— WHAT TO WORK ON —
Retype exactly the lines that run from the line with "[point] every instance of the choppy" to the final line of the entries, keeping both ends and nothing else.

### MATERIAL TO PROCESS

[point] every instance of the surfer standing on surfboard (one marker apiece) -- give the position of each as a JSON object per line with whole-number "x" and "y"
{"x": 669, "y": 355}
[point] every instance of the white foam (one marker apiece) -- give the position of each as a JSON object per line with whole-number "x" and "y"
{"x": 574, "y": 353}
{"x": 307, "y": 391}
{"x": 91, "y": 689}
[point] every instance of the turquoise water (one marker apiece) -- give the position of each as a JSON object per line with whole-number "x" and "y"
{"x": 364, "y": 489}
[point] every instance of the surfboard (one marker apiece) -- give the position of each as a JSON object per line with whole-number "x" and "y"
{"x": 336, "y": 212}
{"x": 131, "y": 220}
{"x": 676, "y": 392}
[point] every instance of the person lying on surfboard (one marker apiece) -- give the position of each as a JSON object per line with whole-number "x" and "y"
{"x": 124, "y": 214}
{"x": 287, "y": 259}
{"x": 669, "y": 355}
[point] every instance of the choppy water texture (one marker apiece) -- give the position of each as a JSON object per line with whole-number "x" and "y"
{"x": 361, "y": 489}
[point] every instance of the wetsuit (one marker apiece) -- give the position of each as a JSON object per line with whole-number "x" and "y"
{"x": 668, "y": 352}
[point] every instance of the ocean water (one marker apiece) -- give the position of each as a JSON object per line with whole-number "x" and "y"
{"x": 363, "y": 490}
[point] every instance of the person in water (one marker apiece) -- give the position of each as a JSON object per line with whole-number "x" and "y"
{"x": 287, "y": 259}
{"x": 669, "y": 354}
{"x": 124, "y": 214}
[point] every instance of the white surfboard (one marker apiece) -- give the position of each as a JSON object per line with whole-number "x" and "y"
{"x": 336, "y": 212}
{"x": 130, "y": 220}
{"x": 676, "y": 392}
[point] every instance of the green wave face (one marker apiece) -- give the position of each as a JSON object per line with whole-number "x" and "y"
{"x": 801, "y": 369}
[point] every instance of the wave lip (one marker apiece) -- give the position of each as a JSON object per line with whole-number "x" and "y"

######

— FULL ANSWER —
[point] every instance of the choppy water texture (one marker apiece) -- give the position of each as a JSON object per line with whole-number "x" and "y"
{"x": 361, "y": 489}
[point] every instance of the wetsuit (one marker apiece) -- give the position of each as a JSON object per line with whole-number "x" and "y"
{"x": 668, "y": 352}
[point] every instance of the ocean water (one marker apiece) -- give the position of each as a JSON object per line with whole-number "x" and "y"
{"x": 363, "y": 490}
[point] every instance of the person in water (one marker apiece) -- give the position of each as a JSON object per line with whole-number "x" and "y"
{"x": 287, "y": 259}
{"x": 669, "y": 354}
{"x": 124, "y": 214}
[point] every instance of the white surfboard (one marker apiece) -- give the position of each as a JSON object per line with whole-number "x" and "y"
{"x": 336, "y": 212}
{"x": 130, "y": 220}
{"x": 676, "y": 392}
[point] every instance of the green wave face (one marker apiece) -- give the position of each as a JSON object per line with whole-number "x" and "y"
{"x": 801, "y": 369}
[point] every instance of the wave lip (one marker apiece) -- give the position of each as a JSON object per line with whole-number "x" and "y"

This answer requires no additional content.